Short exercise >>
Please reproduce every one of the records below word for word, keeping each line as it appears.

Shape annotation entries
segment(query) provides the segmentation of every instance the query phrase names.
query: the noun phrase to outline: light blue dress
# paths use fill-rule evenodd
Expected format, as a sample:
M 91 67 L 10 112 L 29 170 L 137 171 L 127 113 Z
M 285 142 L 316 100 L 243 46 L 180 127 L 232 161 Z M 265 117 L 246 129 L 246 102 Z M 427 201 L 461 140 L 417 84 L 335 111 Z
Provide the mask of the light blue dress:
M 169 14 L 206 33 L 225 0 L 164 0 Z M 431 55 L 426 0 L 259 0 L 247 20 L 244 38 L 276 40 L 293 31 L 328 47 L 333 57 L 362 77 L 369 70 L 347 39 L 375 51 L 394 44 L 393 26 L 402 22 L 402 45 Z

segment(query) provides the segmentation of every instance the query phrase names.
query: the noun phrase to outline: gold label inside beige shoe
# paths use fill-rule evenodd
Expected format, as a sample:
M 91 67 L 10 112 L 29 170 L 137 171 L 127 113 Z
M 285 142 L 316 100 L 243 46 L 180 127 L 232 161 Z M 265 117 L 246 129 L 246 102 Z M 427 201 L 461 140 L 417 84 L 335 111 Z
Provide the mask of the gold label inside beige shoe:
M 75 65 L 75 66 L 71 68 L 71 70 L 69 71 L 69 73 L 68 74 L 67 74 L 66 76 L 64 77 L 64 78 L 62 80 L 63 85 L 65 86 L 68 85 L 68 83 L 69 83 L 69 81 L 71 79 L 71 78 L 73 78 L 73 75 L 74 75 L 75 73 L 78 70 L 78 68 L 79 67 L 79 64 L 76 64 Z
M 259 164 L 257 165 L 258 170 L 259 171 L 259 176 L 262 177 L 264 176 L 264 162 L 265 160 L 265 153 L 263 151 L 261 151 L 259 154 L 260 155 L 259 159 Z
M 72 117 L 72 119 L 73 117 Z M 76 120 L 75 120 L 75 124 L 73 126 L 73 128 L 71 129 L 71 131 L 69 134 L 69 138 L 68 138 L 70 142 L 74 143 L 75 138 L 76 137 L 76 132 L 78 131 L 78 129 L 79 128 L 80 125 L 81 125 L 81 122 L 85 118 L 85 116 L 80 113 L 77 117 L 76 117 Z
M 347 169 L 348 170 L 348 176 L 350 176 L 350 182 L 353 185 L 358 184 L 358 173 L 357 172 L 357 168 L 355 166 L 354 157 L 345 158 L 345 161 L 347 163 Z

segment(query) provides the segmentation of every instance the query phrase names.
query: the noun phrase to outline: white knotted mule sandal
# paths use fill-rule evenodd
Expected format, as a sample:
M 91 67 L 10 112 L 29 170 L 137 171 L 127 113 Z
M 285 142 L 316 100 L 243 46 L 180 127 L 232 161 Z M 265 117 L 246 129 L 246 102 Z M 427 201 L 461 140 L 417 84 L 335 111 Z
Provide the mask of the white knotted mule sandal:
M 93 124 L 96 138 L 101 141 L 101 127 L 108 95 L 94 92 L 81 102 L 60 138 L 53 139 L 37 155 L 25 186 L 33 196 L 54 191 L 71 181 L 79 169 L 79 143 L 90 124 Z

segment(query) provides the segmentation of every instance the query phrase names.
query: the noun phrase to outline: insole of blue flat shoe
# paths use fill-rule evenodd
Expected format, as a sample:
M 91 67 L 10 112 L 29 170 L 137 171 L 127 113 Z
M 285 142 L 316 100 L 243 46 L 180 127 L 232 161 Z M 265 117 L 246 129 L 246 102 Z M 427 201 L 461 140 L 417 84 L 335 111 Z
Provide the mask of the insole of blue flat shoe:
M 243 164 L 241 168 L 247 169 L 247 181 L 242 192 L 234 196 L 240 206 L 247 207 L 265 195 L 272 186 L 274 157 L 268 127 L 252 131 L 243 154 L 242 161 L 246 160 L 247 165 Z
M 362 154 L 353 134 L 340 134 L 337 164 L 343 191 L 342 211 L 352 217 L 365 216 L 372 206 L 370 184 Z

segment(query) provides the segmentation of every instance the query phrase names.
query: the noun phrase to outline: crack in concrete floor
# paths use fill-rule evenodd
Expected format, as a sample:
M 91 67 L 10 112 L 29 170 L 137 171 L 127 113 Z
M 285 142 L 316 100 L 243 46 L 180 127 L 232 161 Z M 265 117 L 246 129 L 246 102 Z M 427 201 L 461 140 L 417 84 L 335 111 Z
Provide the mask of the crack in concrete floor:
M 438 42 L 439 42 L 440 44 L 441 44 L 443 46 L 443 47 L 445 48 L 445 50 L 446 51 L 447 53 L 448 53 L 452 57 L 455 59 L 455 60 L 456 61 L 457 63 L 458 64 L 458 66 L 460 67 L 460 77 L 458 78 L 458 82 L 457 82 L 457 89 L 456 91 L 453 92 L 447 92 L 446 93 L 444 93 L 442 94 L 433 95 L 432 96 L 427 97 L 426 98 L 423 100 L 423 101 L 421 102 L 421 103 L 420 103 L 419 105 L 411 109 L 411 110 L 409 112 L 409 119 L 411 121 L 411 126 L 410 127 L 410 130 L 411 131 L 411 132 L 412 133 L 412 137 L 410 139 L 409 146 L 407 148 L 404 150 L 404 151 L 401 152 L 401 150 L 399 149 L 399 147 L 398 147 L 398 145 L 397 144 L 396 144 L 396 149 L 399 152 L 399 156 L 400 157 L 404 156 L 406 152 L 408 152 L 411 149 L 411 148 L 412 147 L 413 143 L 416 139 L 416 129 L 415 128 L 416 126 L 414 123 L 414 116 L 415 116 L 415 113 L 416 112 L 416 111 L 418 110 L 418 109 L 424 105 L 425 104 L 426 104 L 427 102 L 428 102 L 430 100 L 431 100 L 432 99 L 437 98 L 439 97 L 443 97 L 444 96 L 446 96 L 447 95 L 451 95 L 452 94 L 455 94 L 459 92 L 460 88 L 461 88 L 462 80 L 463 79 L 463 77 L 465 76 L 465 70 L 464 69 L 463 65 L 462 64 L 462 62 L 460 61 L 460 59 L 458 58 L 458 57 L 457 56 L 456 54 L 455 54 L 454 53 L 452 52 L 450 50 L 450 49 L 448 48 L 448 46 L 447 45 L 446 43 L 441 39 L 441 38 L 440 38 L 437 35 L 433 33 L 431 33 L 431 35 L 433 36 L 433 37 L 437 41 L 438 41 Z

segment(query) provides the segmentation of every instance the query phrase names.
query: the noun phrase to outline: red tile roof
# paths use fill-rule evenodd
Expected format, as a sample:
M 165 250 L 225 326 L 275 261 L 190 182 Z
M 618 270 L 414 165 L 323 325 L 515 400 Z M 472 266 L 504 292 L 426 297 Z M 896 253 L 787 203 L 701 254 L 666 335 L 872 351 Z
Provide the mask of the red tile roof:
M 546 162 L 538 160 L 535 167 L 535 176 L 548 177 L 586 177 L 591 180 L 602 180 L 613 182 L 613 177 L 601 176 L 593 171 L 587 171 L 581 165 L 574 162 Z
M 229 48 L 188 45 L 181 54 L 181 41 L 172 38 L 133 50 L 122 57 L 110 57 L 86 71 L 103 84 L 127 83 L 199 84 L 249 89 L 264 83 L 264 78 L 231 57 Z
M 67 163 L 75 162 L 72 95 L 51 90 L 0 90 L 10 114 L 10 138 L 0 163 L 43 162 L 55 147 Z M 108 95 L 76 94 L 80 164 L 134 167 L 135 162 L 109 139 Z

Solution for this task >>
segment(query) provides the segmentation of every instance the query phrase names.
query: the noun phrase to outline: light blue dress
# paths use fill-rule evenodd
Expected format, as a sample:
M 91 67 L 10 112 L 29 170 L 137 171 L 127 113 Z
M 285 142 L 316 100 L 243 46 L 180 127 L 232 161 Z M 265 117 L 246 129 L 246 102 Z M 427 201 L 461 140 L 417 84 L 335 111 Z
Provide the mask of the light blue dress:
M 169 14 L 206 33 L 225 0 L 164 0 Z M 431 55 L 426 0 L 259 0 L 247 20 L 244 38 L 276 40 L 293 31 L 328 47 L 333 57 L 362 77 L 369 70 L 347 39 L 375 51 L 394 44 L 393 26 L 402 22 L 402 45 Z

segment(query) provides the segmentation of every instance the query phrase names.
query: the noun phrase to outline: gold label inside beige shoe
# paths use fill-rule evenodd
Expected format, as a sample:
M 91 67 L 10 112 L 29 170 L 137 171 L 127 113 Z
M 285 142 L 316 100 L 243 46 L 180 127 L 232 161 Z M 265 117 L 246 129 L 246 102 Z M 427 201 L 461 140 L 417 84 L 335 111 Z
Provide the mask of the gold label inside beige shoe:
M 75 65 L 75 66 L 71 68 L 71 70 L 69 71 L 69 73 L 68 74 L 67 74 L 66 76 L 64 77 L 64 78 L 62 80 L 63 85 L 65 86 L 68 85 L 68 83 L 69 83 L 69 81 L 71 79 L 71 78 L 73 78 L 73 75 L 74 75 L 75 73 L 78 70 L 78 68 L 79 67 L 79 64 L 76 64 Z
M 259 164 L 257 165 L 258 170 L 259 171 L 259 176 L 262 177 L 264 176 L 264 162 L 265 160 L 265 153 L 263 151 L 261 151 L 259 154 L 260 155 L 259 159 Z
M 72 117 L 72 119 L 73 117 Z M 76 120 L 75 120 L 75 124 L 73 126 L 73 128 L 71 129 L 71 131 L 69 134 L 69 138 L 68 138 L 70 142 L 74 143 L 75 138 L 76 137 L 76 132 L 78 131 L 78 129 L 79 128 L 80 125 L 81 125 L 81 122 L 85 118 L 85 116 L 80 113 L 77 117 L 76 117 Z
M 347 169 L 348 170 L 348 176 L 350 176 L 350 182 L 353 185 L 358 184 L 358 173 L 357 172 L 357 168 L 355 166 L 354 157 L 345 158 L 345 161 L 347 163 Z

segment(query) provides the segmentation of every instance the query phrase names.
query: the noun phrase to outline: white knotted mule sandal
# paths use fill-rule evenodd
Expected format, as a sample:
M 91 67 L 10 112 L 29 170 L 137 171 L 127 113 Z
M 285 142 L 316 100 L 243 46 L 180 127 L 232 161 Z M 265 117 L 246 129 L 246 102 Z M 427 201 L 461 140 L 417 84 L 335 111 Z
Provide the mask of the white knotted mule sandal:
M 93 124 L 96 138 L 101 141 L 101 127 L 108 95 L 94 92 L 81 102 L 60 138 L 53 139 L 37 155 L 25 186 L 33 196 L 54 191 L 71 181 L 79 169 L 79 143 L 90 124 Z

segment(query) provides the segmentation of every instance the query phrase names.
query: the noun phrase to outline: insole of blue flat shoe
# paths use fill-rule evenodd
Expected format, as a sample:
M 91 67 L 10 112 L 29 170 L 137 171 L 127 113 Z
M 285 142 L 316 100 L 243 46 L 180 127 L 232 161 Z M 265 117 L 246 129 L 246 102 Z M 427 201 L 461 140 L 417 84 L 335 111 Z
Provide the mask of the insole of blue flat shoe:
M 243 164 L 241 168 L 247 169 L 247 181 L 242 192 L 234 196 L 240 206 L 247 207 L 265 195 L 272 186 L 274 157 L 268 127 L 252 131 L 243 154 L 242 161 L 246 160 L 247 165 Z
M 362 154 L 353 134 L 340 134 L 337 164 L 343 191 L 342 211 L 352 217 L 365 216 L 372 206 L 370 184 Z

segment(query) provides the segmentation of every instance the query phrase names.
query: the noun phrase to outline: crack in concrete floor
# paths use fill-rule evenodd
Expected format, as a sample:
M 91 67 L 10 112 L 29 170 L 137 171 L 127 113 Z
M 285 142 L 316 100 L 243 46 L 180 127 L 232 161 Z M 265 117 L 246 129 L 246 102 Z M 427 201 L 461 140 L 417 84 L 335 111 Z
Provide the mask of the crack in concrete floor:
M 438 42 L 439 42 L 440 44 L 441 44 L 443 46 L 443 47 L 445 48 L 445 50 L 446 51 L 447 53 L 448 53 L 452 57 L 455 59 L 455 60 L 456 61 L 457 63 L 458 64 L 458 66 L 460 67 L 460 77 L 458 78 L 458 82 L 457 82 L 457 89 L 456 91 L 453 92 L 447 92 L 446 93 L 444 93 L 442 94 L 433 95 L 432 96 L 427 97 L 426 98 L 423 100 L 423 101 L 421 102 L 421 103 L 420 103 L 419 105 L 411 109 L 411 110 L 409 112 L 409 119 L 411 121 L 411 126 L 410 127 L 410 130 L 411 131 L 411 132 L 412 133 L 412 137 L 410 139 L 409 146 L 407 148 L 404 150 L 404 151 L 401 152 L 401 150 L 399 149 L 399 147 L 398 147 L 398 145 L 397 144 L 396 144 L 396 149 L 399 152 L 399 156 L 400 157 L 404 156 L 406 152 L 408 152 L 411 149 L 411 148 L 412 147 L 413 143 L 416 139 L 416 129 L 415 128 L 416 126 L 414 123 L 414 116 L 415 116 L 415 113 L 416 112 L 416 111 L 418 110 L 418 109 L 424 105 L 425 104 L 426 104 L 427 102 L 428 102 L 430 100 L 431 100 L 432 99 L 437 98 L 439 97 L 443 97 L 444 96 L 446 96 L 447 95 L 451 95 L 452 94 L 455 94 L 459 92 L 460 88 L 461 88 L 462 80 L 463 79 L 463 77 L 465 76 L 465 70 L 464 69 L 463 65 L 462 64 L 462 62 L 460 61 L 460 59 L 458 58 L 458 57 L 457 56 L 456 54 L 455 54 L 454 53 L 452 52 L 450 50 L 450 49 L 448 48 L 448 46 L 447 45 L 446 43 L 441 39 L 441 38 L 440 38 L 437 35 L 433 33 L 431 33 L 431 35 L 433 36 L 433 37 L 437 41 L 438 41 Z

segment(query) provides the segmentation of every instance the query phrase names.
query: the noun phrase to outline: red tile roof
# paths use fill-rule evenodd
Expected format, as a sample:
M 165 250 L 225 326 L 275 261 L 190 182 Z
M 618 270 L 414 165 L 323 325 L 515 400 Z M 472 266 L 504 292 L 426 297 Z M 896 253 L 787 203 L 701 254 L 666 335 L 872 351 Z
Provide the mask of the red tile roof:
M 546 162 L 538 160 L 535 167 L 535 176 L 548 177 L 586 177 L 591 180 L 602 180 L 613 182 L 613 177 L 601 176 L 593 171 L 587 171 L 581 165 L 574 162 Z
M 229 48 L 188 45 L 181 54 L 181 41 L 172 38 L 133 50 L 122 57 L 110 57 L 86 71 L 103 84 L 127 83 L 199 84 L 249 89 L 264 83 L 264 78 L 231 57 Z
M 67 163 L 75 162 L 72 95 L 51 90 L 0 90 L 10 114 L 10 138 L 0 163 L 43 162 L 55 147 Z M 108 95 L 76 94 L 80 164 L 134 167 L 135 162 L 109 139 Z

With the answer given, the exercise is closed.